We expect monsters and suspense and shocks and disturbing images when we watch horror movies. They’re all part of the gravestone-littered territory. But what happens when such elements creep into dramas and crime pictures and kiddie-flicks and musicals and sci-fi spectaculars and pseudo documentaries? They may get under our skin even more assuredly because they don’t belong; they’re wrong, and horror has always drawn much of its power from showing us very wrong things. Thus some of the scariest movies are not horror movies at all, but movies that apparently think they’re horror movies. Here are ten of the most horrifying.
1. The Curse of the Cat People (1944 – dir. Robert Wise and Gunther von Fritsch)

### Requirement 1
Output the stretch of the article on scary non-horror movies that opens with the words containing "We expect monsters" and closes with "the most horrifying.".
### Requirement 2
In the article on scary non-horror movies, who directed The Curse of the Cat People?
The items that come next have nothing to do with the article on scary non-horror movies.

Location identification items:
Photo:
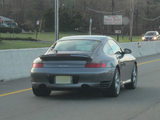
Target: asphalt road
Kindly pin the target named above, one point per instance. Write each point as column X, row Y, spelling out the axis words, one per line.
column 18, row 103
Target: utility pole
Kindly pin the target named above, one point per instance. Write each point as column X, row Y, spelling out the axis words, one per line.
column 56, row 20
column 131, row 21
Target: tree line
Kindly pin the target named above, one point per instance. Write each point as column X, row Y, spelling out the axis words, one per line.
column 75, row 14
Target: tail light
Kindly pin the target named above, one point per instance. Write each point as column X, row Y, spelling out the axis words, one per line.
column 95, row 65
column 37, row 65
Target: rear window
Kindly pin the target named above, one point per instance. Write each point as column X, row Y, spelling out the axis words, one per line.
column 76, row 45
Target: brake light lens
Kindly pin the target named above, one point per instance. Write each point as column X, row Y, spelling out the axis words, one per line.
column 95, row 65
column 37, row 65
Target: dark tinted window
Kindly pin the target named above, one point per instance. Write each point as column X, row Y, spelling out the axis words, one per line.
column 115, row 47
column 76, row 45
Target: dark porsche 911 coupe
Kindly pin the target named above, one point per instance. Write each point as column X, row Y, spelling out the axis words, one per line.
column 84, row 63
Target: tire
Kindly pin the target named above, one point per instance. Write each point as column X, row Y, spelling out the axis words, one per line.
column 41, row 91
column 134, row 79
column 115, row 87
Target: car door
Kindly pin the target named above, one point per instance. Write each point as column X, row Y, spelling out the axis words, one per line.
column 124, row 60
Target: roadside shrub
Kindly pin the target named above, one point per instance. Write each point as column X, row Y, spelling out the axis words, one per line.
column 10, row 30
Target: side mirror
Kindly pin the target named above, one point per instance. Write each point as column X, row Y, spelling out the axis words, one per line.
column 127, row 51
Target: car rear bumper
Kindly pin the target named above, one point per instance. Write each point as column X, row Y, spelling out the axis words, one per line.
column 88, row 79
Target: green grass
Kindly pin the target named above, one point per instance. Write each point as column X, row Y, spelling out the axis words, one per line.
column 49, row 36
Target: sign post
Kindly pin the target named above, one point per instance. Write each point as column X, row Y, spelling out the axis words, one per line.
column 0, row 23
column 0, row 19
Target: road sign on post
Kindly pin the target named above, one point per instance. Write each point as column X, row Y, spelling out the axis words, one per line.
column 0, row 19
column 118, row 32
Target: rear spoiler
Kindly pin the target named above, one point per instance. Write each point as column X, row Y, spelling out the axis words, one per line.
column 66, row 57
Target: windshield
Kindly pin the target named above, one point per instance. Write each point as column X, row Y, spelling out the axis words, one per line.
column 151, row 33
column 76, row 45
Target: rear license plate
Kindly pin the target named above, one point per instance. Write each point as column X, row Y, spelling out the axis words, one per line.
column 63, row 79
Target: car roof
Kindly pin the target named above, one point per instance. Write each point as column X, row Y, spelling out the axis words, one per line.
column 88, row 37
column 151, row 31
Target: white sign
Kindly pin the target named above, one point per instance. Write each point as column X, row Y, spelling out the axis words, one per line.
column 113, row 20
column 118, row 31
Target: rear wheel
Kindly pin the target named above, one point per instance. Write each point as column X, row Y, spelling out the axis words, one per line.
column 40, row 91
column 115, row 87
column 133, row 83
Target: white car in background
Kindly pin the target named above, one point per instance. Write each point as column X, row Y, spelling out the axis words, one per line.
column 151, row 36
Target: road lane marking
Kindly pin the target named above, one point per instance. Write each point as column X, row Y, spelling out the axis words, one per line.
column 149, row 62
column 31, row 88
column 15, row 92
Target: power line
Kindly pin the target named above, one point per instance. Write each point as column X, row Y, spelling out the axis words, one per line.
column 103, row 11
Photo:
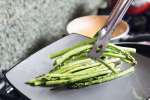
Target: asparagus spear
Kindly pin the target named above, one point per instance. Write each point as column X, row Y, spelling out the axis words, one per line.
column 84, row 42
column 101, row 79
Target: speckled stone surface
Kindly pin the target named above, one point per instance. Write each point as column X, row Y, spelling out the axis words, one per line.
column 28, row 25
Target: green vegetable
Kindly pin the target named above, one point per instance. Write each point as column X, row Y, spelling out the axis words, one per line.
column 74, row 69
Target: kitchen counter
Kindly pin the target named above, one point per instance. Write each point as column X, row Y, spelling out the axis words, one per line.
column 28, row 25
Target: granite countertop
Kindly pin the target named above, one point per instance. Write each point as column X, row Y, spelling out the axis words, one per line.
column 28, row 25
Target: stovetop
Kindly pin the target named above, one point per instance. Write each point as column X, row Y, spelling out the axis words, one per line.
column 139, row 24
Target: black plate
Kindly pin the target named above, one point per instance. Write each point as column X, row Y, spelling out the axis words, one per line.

### Correct answer 1
We expect monsters and suspense and shocks and disturbing images when we watch horror movies. They’re all part of the gravestone-littered territory. But what happens when such elements creep into dramas and crime pictures and kiddie-flicks and musicals and sci-fi spectaculars and pseudo documentaries? They may get under our skin even more assuredly because they don’t belong; they’re wrong, and horror has always drawn much of its power from showing us very wrong things. Thus some of the scariest movies are not horror movies at all, but movies that apparently think they’re horror movies. Here are ten of the most horrifying.

### Correct answer 2
Robert Wise and Gunther von Fritsch